Exercise passage -

──────

UNITED STATES
SECURITIES AND EXCHANGE COMMISSION
Washington, D.C. 20549


FORM 8-K


CURRENT REPORT
Pursuant to Section 13 or 15(d)
of the Securities Exchange Act of 1934
 
Date of Report (Date of earliest event reported): October 17, 2022


CHARAH SOLUTIONS, INC.
(Exact name of registrant as specified in its charter)


Delaware
001-38523
82-4228671
(State or other jurisdiction of incorporation)
 (Commission File Number)  (IRS Employer Identification No.)

12601 Plantside Drive
Louisville, Kentucky
 
40299
(Address of principal executive offices)
 
(Zip Code)
 
(Registrant’s telephone number, including area code): (502) 245-1353
 

Check the appropriate box below if the Form 8-K filing is intended to simultaneously satisfy the filing obligation of the registrant under any of the following provisions:
 

Written communications pursuant to Rule 425 under the Securities Act (17 CFR 230.425)
 

Soliciting material pursuant to Rule 14a-12 under the Exchange Act (17 CFR 240.14a-12)
 

Pre-commencement communications pursuant to Rule 14d-2(b) under the Exchange Act (17 CFR 240.14d-2(b))

──────

(Saved data entries)
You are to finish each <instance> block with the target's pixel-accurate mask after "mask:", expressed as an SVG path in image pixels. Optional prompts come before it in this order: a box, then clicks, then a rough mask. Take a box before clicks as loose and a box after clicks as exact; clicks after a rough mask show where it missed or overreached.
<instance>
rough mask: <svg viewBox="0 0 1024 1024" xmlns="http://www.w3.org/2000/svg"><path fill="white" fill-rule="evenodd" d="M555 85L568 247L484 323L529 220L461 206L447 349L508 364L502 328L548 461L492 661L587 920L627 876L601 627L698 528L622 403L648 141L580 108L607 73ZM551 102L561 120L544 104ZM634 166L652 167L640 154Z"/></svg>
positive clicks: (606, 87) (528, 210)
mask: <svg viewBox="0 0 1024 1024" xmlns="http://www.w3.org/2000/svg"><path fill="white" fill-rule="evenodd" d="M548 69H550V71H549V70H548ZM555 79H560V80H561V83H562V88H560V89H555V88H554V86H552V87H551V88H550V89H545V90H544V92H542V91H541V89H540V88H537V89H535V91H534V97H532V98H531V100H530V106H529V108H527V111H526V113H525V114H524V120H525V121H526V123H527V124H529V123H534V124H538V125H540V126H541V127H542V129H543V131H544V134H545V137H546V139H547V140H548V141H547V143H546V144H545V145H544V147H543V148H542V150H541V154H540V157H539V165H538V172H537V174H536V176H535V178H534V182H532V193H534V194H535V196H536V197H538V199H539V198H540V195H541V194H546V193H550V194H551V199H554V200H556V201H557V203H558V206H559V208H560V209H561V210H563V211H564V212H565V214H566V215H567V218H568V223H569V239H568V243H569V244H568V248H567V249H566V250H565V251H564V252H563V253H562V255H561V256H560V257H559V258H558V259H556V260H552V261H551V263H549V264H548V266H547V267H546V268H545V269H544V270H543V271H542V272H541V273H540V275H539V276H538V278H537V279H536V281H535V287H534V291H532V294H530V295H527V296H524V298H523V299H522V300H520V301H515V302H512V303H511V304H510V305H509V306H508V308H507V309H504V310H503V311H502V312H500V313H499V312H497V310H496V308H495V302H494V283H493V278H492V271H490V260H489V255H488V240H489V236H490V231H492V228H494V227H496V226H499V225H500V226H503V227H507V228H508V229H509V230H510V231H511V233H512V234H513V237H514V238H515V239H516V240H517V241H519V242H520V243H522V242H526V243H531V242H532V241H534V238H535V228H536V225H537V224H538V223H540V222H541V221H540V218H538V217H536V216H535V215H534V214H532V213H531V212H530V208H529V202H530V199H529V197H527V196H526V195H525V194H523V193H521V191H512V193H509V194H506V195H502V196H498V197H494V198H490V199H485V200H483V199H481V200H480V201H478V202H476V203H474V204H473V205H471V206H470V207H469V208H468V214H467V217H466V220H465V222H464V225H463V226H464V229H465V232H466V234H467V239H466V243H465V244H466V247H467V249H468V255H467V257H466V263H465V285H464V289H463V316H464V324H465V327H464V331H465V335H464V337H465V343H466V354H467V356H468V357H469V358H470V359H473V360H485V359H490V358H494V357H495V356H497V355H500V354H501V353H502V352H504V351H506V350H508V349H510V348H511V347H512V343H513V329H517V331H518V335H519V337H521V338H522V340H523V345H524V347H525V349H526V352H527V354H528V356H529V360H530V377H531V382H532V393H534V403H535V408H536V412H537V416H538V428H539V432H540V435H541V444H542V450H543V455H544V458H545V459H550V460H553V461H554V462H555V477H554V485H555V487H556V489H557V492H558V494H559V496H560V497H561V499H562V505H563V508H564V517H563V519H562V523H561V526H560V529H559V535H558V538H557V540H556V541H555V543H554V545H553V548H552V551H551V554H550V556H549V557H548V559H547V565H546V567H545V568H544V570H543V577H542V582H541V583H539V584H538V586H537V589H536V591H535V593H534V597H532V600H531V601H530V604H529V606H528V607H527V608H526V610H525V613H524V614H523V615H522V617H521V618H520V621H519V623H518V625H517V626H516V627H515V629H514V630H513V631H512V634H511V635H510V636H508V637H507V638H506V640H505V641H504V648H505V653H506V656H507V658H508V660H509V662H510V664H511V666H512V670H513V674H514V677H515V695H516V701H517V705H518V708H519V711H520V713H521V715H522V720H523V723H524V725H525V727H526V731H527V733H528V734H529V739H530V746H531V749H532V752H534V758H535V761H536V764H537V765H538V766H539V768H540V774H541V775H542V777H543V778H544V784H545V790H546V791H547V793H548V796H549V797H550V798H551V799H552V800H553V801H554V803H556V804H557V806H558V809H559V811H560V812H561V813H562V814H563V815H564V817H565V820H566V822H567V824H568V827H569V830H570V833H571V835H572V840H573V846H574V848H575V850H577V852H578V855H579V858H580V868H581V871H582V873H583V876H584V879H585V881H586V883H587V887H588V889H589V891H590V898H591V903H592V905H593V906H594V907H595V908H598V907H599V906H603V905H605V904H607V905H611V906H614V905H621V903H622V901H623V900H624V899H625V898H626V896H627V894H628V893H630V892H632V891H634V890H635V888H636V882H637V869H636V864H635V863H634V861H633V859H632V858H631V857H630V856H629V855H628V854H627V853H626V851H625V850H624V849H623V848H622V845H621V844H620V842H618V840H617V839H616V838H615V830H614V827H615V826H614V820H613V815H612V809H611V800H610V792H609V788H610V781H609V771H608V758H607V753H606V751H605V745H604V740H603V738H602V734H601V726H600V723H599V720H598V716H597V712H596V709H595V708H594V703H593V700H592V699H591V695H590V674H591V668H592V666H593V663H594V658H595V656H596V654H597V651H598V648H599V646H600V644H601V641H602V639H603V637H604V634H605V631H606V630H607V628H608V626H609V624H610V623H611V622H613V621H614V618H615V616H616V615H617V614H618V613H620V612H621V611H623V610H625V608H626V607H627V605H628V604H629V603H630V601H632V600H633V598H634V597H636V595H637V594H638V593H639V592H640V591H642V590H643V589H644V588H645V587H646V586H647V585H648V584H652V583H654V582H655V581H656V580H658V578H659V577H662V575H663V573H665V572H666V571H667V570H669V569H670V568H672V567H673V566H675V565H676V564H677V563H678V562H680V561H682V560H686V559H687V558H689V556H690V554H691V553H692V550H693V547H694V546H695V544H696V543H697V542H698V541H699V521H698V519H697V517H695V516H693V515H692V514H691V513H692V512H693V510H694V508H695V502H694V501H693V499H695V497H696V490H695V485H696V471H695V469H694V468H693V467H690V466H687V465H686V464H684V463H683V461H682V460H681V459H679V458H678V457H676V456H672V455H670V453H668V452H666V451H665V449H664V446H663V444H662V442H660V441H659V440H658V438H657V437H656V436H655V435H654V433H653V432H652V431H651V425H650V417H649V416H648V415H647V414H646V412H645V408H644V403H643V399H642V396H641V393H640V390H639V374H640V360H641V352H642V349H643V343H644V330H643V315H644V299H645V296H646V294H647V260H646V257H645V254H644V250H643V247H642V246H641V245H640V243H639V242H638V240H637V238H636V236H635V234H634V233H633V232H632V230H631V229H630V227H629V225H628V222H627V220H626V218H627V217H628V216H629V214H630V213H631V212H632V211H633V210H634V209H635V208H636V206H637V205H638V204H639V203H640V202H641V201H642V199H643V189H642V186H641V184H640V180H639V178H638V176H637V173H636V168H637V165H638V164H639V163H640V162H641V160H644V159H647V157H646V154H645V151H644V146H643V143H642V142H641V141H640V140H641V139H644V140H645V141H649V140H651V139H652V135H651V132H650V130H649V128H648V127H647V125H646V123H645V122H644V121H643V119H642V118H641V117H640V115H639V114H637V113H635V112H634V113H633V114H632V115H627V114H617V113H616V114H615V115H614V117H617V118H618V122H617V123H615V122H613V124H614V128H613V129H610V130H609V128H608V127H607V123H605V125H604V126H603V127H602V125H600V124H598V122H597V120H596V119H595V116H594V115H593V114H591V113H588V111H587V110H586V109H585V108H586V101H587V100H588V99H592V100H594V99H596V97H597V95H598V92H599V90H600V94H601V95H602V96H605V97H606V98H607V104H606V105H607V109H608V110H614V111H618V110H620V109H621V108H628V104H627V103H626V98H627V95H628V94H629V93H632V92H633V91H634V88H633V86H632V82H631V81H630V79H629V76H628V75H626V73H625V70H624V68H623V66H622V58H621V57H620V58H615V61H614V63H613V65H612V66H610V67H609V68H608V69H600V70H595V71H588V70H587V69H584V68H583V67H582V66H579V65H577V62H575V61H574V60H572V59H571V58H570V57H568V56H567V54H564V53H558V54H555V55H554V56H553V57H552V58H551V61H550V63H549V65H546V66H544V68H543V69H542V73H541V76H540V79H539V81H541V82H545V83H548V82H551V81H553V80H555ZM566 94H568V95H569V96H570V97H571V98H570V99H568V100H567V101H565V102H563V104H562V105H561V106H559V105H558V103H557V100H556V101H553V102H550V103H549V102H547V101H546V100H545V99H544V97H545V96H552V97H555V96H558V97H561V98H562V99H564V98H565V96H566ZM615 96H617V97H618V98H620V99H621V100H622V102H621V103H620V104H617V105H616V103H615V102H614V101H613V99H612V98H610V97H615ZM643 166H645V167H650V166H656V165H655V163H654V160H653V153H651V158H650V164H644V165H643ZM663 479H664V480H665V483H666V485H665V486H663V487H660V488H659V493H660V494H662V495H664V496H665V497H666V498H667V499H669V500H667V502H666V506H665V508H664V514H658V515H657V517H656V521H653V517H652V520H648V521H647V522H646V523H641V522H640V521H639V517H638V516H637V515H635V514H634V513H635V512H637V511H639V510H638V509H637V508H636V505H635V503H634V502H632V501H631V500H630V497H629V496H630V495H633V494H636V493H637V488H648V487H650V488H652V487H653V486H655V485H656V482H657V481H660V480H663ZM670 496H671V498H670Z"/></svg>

──────

Task instructions -
(a) Lay out the records as a Markdown table with the columns Row and Line, starting at their first line and ending at the line that contains "positive clicks: (606, 87) (528, 210)", and leave out any blank lines.
(b) Proceed with the Form 8-K cover page, writing on from its last line.
The text and the records were taken from separate, unrelated sources.

Written responses -
(a)
| Row | Line |
|---|---|
| 1 | You are to finish each <instance> block with the target's pixel-accurate mask after "mask:", expressed as an SVG path in image pixels. Optional prompts come before it in this order: a box, then clicks, then a rough mask. Take a box before clicks as loose and a box after clicks as exact; clicks after a rough mask show where it missed or overreached. |
| 2 | <instance> |
| 3 | rough mask: <svg viewBox="0 0 1024 1024" xmlns="http://www.w3.org/2000/svg"><path fill="white" fill-rule="evenodd" d="M555 85L568 247L484 323L529 220L461 206L447 349L508 364L502 328L548 461L492 661L587 920L627 876L601 627L698 528L622 403L648 141L580 108L607 73ZM551 102L561 120L544 104ZM634 166L652 167L640 154Z"/></svg> |
| 4 | positive clicks: (606, 87) (528, 210) |

(b)
 

Pre-commencement communications pursuant to Rule 13e-4(c) under the Exchange Act (17 CFR 240.13e-4(c))
 
Securities registered pursuant to Section 12(b) of the Act:

Title of each class
Trading symbol(s)
Name of each exchange on which registered
Common Stock, par value $0.01 per share
CHRA
New York Stock Exchange
8.50% Senior Notes due 2026
CHRB
New York Stock Exchange


 
Indicate by check mark whether the registrant is an emerging growth company as defined in Rule 405 of the Securities Act of 1933 (§230.405 of this chapter) or Rule 12b-2 of the Securities Exchange Act of 1934 (§240.12b-2 of this chapter).

Emerging growth company ☒

If an emerging growth company, indicate by check mark if the registrant has elected not to use the extended transition period for complying with any new or revised financial accounting standards provided pursuant to Section 13(a) of the Exchange Act. ☐
 


Item 5.02.
Departure of Directors or Certain Officers; Election of Directors; Appointment of Certain Officers; Compensatory Arrangements of Certain Officers.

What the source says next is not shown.